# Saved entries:

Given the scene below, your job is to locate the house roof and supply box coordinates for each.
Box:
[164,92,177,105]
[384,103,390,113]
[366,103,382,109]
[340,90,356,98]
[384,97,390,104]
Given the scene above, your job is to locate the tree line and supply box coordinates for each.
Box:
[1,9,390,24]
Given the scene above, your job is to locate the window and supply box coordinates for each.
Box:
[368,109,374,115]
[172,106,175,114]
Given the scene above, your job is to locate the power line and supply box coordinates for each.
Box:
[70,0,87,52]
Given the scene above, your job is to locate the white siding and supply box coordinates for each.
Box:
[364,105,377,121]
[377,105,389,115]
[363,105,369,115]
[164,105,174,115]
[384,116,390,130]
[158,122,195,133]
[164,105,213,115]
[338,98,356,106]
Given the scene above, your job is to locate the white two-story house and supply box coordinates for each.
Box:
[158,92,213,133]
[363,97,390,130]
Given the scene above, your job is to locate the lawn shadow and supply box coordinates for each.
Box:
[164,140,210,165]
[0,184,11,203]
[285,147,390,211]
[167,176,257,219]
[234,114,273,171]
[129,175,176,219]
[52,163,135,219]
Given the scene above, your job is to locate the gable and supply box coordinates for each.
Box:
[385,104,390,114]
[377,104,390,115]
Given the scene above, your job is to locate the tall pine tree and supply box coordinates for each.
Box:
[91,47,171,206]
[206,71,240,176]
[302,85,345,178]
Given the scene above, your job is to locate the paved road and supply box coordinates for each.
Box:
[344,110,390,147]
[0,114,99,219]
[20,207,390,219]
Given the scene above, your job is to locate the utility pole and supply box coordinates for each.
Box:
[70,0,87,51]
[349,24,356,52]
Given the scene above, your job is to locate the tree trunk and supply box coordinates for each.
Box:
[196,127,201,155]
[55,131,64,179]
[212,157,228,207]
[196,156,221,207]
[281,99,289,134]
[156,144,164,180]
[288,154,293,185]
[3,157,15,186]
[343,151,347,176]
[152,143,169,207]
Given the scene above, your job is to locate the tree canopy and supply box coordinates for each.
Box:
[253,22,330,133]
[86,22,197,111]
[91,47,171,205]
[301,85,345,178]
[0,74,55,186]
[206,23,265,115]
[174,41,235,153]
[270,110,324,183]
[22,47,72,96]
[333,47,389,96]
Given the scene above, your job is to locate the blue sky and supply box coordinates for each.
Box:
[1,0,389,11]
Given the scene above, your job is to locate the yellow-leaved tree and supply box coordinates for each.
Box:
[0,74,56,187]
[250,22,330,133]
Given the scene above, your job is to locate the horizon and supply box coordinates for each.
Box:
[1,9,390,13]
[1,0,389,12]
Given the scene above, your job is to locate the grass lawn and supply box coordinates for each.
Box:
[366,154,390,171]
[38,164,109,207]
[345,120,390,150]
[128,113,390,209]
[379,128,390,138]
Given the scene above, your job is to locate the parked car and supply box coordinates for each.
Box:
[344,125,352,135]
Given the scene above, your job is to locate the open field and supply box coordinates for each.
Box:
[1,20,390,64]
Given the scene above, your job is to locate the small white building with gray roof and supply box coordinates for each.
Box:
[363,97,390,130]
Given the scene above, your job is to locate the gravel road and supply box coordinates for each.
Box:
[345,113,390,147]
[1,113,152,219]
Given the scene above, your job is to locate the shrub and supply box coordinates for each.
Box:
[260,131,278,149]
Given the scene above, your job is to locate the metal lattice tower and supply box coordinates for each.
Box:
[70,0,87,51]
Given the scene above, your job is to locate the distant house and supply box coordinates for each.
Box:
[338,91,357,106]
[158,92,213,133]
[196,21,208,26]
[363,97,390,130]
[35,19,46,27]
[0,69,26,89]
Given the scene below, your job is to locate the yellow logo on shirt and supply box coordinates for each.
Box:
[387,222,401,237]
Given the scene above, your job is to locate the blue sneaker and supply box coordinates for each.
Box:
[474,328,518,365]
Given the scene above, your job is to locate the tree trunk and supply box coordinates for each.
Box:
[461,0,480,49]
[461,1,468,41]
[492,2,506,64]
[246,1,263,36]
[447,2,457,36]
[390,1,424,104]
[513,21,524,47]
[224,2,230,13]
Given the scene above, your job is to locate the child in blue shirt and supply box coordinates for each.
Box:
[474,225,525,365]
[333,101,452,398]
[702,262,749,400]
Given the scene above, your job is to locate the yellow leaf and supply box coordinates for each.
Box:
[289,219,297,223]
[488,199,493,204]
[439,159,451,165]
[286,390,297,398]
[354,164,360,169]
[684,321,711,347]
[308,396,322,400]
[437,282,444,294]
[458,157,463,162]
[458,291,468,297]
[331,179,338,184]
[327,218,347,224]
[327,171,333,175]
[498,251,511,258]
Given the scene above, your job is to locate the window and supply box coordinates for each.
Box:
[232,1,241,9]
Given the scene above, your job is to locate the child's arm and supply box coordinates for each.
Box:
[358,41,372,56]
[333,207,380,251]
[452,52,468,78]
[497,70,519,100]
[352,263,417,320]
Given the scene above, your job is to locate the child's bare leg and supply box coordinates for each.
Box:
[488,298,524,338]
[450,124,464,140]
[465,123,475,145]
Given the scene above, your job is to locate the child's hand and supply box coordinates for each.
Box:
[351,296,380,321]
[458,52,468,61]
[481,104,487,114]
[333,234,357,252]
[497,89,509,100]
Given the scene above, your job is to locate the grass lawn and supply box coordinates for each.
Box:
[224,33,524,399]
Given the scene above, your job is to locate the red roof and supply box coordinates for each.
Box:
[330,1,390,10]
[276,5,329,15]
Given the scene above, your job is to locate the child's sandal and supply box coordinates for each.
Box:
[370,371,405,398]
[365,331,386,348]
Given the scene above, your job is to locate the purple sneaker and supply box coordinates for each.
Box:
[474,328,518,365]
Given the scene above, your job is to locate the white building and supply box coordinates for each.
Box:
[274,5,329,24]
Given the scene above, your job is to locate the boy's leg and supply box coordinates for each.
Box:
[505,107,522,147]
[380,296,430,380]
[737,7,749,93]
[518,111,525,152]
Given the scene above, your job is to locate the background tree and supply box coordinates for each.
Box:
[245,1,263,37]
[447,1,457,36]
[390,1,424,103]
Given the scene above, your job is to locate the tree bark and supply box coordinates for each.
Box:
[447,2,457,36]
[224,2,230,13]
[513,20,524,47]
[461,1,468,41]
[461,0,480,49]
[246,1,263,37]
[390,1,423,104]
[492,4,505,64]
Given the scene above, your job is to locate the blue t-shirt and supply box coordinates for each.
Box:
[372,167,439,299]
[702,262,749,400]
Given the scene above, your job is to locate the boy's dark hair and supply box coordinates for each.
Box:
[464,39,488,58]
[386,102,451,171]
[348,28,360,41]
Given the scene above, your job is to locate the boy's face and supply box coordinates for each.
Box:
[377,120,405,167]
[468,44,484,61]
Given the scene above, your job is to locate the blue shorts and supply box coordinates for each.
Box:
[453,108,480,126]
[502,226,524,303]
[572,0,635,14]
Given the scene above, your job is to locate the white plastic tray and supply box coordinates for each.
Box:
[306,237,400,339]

* * *

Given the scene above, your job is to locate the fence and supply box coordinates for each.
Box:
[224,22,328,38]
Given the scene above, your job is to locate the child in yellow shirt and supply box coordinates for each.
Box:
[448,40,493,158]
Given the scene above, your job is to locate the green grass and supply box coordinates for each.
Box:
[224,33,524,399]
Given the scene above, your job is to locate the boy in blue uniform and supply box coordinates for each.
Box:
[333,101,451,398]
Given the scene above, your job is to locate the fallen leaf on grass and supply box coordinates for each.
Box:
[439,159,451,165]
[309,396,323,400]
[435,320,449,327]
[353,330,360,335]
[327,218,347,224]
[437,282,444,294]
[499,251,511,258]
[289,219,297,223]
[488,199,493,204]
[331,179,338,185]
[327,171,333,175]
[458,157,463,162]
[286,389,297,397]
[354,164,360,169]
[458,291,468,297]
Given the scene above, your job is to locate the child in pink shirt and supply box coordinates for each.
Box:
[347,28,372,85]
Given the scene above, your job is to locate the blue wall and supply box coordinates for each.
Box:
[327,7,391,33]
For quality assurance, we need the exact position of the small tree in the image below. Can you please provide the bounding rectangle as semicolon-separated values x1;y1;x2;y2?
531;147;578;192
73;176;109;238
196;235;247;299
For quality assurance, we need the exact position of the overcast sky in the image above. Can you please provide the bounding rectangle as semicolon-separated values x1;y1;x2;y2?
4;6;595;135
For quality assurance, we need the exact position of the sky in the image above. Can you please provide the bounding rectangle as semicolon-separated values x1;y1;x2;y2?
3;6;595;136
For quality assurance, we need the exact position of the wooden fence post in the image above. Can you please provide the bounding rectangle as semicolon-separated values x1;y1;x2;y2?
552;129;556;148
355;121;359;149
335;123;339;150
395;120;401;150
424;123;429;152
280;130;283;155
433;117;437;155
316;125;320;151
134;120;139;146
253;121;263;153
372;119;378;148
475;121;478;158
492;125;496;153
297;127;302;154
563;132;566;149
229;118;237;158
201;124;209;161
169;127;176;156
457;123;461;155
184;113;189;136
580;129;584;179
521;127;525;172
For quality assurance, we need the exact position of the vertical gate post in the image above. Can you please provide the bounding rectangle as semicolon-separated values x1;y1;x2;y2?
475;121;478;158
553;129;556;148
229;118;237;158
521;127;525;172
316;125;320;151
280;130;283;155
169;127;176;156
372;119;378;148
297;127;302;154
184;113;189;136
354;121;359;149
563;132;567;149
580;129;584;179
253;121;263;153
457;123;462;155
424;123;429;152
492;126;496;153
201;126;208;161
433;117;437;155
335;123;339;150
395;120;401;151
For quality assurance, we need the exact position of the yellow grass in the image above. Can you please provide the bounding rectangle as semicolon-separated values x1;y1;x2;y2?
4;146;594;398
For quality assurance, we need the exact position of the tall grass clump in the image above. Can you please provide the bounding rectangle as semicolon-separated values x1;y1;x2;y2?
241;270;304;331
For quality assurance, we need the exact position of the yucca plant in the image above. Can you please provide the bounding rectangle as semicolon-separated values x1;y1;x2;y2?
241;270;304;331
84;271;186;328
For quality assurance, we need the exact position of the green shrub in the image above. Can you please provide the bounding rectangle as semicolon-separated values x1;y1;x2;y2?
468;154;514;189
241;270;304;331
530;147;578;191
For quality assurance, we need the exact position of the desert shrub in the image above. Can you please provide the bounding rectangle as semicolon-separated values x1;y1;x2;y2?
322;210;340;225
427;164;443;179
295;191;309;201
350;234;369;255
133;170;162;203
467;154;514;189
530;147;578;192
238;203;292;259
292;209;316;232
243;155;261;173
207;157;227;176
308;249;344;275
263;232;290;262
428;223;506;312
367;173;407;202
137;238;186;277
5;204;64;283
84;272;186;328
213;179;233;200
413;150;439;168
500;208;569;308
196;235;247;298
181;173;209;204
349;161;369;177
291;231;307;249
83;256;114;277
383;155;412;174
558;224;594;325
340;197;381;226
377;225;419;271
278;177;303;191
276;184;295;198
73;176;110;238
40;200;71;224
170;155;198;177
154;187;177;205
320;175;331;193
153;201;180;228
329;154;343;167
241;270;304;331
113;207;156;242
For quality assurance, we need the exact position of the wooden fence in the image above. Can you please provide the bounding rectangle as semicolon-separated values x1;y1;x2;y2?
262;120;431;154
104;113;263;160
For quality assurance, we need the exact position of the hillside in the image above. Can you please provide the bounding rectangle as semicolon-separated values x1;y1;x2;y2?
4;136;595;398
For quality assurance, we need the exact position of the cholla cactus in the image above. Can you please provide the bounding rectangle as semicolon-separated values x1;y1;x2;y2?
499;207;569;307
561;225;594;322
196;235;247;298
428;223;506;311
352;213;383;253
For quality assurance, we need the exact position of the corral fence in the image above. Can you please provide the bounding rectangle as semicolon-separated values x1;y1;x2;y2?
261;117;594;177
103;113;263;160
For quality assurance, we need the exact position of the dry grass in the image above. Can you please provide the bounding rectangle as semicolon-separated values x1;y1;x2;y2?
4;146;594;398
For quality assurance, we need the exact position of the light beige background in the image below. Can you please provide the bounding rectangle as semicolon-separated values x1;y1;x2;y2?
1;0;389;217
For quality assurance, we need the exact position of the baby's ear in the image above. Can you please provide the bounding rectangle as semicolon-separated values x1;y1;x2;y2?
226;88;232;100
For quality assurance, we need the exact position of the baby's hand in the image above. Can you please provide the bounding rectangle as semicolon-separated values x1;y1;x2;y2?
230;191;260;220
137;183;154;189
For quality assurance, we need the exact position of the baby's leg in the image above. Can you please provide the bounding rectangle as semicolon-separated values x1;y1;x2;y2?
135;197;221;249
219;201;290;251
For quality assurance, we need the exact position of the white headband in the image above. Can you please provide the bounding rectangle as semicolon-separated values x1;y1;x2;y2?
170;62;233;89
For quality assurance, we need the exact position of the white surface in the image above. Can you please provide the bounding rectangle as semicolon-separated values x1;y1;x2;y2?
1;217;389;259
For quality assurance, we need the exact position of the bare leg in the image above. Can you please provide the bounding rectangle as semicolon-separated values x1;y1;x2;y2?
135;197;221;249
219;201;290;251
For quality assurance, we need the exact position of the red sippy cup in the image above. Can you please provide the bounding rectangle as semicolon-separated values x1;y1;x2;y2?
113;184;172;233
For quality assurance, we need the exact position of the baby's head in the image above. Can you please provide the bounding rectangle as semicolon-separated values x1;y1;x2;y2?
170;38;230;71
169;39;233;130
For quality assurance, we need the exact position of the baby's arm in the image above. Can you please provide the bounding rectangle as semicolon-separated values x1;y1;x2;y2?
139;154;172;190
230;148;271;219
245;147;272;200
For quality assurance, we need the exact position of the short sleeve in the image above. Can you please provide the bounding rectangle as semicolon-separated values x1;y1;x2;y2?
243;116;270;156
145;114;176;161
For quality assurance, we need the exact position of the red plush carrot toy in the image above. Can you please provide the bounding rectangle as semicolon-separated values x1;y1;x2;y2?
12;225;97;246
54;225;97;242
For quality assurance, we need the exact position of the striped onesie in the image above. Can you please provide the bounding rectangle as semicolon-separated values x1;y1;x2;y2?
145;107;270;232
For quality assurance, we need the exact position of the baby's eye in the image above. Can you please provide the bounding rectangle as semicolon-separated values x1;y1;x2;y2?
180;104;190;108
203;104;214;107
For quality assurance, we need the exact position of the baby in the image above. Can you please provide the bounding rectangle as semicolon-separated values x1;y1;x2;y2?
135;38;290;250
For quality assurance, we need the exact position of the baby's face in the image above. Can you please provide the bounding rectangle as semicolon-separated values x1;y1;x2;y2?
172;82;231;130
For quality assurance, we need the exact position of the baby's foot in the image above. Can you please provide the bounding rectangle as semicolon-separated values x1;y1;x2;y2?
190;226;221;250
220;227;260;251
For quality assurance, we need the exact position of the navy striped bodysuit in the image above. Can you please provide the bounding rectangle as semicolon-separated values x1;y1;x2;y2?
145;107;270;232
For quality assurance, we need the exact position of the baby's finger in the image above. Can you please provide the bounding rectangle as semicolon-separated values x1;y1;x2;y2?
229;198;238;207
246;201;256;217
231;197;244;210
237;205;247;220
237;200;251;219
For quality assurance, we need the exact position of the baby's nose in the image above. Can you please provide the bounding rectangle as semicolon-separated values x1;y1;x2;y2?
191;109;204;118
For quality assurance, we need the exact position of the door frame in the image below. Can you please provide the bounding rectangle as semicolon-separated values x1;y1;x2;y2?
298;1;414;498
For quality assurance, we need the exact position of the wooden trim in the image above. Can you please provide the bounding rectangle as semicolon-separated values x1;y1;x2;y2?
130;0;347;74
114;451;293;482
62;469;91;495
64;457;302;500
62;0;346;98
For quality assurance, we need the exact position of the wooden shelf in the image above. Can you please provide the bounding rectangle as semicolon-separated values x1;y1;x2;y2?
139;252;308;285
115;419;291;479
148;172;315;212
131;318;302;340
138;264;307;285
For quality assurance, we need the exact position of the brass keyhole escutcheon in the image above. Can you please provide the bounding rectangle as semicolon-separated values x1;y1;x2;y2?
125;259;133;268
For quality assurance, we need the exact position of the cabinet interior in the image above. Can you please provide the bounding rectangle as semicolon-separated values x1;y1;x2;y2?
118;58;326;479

# About this exercise:
The reply should consist solely of the lines above from the one that has "sky and supply box coordinates for each." through the one that has "Given the scene above, your job is to locate the small", reproduced exactly.

# Answer box:
Given the scene above, your job is to locate the blue sky and supply box coordinates for each.
Box:
[1,0,389,11]
Given the scene above, your job is to locate the yellow-leaved tree and supply box coordinates for each.
Box:
[0,74,56,187]
[250,22,330,133]
Given the scene above, your job is to locate the horizon and supply box coordinates for each.
Box:
[1,9,390,13]
[1,0,389,12]
Given the scene above, your job is to locate the grass lawn and supply box coordinates for each.
Box:
[366,154,390,171]
[38,164,109,207]
[345,120,390,150]
[128,113,390,209]
[379,128,390,138]
Given the scene above, your job is to locate the parked car and supply box coordinates for each.
Box:
[344,125,352,135]
Given the scene above, your job is to locate the open field and supply box coordinates for each.
Box:
[1,20,390,64]
Given the scene above, your job is to locate the small white building with gray roof and supply box coordinates for each.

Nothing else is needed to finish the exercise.